▸ What you have to do
Beginning with the line containing "Please place a point on the winding" and ending with the last line of the records, set down every line exactly.

(Collected data entries)

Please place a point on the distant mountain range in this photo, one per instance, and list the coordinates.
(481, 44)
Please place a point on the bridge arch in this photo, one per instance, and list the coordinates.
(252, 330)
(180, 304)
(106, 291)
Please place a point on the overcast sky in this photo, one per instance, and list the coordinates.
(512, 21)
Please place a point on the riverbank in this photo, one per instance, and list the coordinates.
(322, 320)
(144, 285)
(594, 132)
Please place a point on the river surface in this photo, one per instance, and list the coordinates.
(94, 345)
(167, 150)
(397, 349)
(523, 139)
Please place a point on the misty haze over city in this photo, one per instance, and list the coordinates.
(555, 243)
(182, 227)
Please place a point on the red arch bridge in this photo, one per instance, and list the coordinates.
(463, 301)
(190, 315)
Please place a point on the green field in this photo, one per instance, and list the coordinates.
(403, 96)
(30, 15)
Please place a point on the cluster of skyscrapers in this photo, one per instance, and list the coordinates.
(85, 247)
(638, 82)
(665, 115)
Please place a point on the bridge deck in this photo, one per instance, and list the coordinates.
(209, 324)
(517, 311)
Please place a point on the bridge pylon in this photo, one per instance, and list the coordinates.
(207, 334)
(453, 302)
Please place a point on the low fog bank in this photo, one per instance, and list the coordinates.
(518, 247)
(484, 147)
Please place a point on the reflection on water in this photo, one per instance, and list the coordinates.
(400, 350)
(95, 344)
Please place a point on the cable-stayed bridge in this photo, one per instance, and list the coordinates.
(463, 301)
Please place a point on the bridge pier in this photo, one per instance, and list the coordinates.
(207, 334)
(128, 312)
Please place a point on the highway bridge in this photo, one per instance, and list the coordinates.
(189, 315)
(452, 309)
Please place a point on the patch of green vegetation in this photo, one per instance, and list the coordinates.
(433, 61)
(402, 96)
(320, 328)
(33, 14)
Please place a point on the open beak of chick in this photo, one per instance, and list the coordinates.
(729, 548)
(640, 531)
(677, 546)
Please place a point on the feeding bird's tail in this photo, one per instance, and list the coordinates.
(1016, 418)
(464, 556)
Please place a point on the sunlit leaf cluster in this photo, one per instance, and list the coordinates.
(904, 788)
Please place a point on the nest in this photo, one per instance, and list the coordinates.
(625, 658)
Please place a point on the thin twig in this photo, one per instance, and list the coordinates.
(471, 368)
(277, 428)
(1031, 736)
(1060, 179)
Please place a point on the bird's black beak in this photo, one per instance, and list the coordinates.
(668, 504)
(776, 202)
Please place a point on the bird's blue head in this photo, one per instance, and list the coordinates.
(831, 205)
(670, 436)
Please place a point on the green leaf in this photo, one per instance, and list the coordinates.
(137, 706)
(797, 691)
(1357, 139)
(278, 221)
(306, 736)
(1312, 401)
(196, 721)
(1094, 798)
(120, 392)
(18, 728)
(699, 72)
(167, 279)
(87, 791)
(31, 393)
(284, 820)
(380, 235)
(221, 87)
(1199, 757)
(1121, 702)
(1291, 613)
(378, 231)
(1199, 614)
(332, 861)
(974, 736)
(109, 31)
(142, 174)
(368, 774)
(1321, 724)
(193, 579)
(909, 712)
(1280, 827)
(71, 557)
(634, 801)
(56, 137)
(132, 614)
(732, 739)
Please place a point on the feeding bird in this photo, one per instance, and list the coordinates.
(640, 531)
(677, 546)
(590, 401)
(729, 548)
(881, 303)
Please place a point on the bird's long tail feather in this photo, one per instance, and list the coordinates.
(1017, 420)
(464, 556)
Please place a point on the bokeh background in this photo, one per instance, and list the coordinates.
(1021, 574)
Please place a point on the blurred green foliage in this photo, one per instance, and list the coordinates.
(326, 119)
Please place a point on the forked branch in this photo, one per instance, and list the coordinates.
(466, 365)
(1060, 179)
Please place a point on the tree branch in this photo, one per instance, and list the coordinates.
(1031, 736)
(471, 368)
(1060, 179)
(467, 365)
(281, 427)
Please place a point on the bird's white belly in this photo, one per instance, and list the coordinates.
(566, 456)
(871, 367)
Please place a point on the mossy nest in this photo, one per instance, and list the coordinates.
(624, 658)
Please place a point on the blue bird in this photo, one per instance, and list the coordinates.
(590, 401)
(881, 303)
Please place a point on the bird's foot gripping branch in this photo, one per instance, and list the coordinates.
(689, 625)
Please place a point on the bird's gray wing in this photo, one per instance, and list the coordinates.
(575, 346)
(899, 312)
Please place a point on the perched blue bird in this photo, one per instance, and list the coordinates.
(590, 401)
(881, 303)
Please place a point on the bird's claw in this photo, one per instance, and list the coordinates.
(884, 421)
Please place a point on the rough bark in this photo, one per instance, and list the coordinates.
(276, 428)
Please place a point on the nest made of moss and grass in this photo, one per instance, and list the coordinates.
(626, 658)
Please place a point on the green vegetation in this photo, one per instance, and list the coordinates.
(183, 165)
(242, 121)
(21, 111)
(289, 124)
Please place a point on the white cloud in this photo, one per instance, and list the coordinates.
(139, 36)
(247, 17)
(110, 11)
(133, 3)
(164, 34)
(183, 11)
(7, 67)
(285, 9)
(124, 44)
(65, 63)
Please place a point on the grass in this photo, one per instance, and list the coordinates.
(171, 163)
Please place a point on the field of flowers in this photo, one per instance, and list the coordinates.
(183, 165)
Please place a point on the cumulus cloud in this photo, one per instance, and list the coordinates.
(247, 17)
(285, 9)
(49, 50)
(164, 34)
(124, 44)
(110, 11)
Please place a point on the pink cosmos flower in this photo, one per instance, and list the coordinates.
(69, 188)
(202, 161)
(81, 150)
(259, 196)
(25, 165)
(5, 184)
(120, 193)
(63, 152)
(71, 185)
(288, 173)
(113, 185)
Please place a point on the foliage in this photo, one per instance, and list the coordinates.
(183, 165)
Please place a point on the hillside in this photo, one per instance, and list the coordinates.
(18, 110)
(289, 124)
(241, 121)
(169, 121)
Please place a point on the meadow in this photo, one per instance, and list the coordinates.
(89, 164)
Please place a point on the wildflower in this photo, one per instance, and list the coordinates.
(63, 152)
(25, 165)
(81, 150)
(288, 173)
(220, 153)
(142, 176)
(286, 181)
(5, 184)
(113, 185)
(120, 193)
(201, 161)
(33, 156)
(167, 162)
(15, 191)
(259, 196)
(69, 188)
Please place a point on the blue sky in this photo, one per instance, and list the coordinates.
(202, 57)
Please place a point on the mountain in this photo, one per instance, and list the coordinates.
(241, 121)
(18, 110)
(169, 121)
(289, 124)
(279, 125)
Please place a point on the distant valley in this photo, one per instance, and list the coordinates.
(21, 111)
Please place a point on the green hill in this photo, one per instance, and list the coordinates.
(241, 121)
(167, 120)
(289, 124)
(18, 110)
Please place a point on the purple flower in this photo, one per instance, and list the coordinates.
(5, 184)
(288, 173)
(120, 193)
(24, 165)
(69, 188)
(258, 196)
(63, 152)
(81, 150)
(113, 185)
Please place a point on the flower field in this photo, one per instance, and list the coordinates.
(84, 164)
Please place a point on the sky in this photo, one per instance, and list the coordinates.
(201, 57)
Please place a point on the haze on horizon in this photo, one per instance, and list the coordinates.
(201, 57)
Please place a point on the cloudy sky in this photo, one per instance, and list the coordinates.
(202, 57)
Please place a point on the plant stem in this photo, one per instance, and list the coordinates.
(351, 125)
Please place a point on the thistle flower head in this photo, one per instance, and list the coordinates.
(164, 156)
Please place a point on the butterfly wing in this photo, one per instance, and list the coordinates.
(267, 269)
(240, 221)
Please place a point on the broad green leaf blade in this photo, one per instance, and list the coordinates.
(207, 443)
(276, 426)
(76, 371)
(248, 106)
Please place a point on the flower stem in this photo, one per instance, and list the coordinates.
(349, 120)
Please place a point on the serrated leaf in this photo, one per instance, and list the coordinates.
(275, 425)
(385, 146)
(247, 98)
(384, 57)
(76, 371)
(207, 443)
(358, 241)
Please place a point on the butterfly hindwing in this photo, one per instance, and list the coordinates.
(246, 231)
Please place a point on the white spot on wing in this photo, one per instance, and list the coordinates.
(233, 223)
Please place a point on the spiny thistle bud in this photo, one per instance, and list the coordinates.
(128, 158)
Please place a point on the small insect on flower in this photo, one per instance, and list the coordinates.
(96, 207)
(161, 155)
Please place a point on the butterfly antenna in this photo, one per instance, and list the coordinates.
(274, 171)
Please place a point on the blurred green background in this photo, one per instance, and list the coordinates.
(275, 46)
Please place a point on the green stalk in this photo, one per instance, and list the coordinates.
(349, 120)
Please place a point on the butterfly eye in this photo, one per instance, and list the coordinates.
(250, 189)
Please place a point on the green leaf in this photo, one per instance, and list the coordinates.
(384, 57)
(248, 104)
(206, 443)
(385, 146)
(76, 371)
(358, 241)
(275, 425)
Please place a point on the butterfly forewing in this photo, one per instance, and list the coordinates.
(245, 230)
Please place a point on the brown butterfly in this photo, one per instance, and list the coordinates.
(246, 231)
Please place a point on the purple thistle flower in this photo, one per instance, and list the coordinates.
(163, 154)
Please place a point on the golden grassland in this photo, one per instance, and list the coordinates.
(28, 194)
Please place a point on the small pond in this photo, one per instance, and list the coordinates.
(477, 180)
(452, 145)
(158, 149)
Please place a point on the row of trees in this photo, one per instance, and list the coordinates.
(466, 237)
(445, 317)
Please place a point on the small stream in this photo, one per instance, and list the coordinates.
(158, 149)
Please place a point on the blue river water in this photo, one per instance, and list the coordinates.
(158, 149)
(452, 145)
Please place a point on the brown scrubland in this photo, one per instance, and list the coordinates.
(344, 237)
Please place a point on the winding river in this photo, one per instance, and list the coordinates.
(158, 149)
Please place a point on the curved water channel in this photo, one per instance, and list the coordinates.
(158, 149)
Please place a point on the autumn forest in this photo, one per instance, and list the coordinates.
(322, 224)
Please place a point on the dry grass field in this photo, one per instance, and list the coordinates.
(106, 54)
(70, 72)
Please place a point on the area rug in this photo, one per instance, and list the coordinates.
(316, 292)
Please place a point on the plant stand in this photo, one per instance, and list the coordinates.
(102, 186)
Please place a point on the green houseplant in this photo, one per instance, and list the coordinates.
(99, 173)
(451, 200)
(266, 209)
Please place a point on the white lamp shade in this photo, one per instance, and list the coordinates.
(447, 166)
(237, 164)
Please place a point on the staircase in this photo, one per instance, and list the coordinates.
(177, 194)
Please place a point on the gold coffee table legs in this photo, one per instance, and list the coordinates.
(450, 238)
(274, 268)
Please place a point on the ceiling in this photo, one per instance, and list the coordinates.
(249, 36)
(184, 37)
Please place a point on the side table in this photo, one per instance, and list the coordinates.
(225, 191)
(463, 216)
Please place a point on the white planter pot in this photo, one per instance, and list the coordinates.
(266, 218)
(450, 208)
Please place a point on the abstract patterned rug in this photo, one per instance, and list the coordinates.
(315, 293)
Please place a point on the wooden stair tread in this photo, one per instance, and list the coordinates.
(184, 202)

▸ Task result
Please place a point on the winding river in this photo, one per instance, and list the coordinates.
(158, 149)
Please place a point on the curved water channel in this photo, one per instance, and list the coordinates.
(158, 149)
Please place a point on the autumn forest in this photo, one per instance, and list the coordinates.
(322, 224)
Please place a point on the dry grass field in this photo, one per instance, and list the coordinates.
(106, 54)
(70, 72)
Please place a point on the area rug in this photo, one per instance, and list the coordinates.
(316, 292)
Please place a point on the plant stand in this photo, one per instance, and list the coordinates.
(102, 186)
Please place a point on the green houseplant in this photo, one per instance, and list the coordinates.
(99, 173)
(451, 200)
(266, 209)
Please place a point on the white lamp shade in this photo, one per instance, and list the coordinates.
(447, 166)
(237, 164)
Please place a point on the staircase in this photo, one per instance, and list the coordinates.
(177, 194)
Please place a point on the gold coffee table legs in this photo, one per instance, and list the coordinates.
(450, 238)
(274, 268)
Please place a point on the ceiling in this photo, one per instance, and list the coordinates.
(249, 36)
(184, 37)
Please place a point on the side table in this photo, one per instance, and list the coordinates.
(225, 191)
(463, 216)
Please place a point on the white planter pot in this photo, one per instance, and list the coordinates.
(266, 218)
(450, 208)
Please place a point on the abstract patterned rug in this photo, one per instance, and list the coordinates.
(315, 293)
Please place a point on the wooden stair tread in this photo, one per instance, and list the coordinates.
(184, 202)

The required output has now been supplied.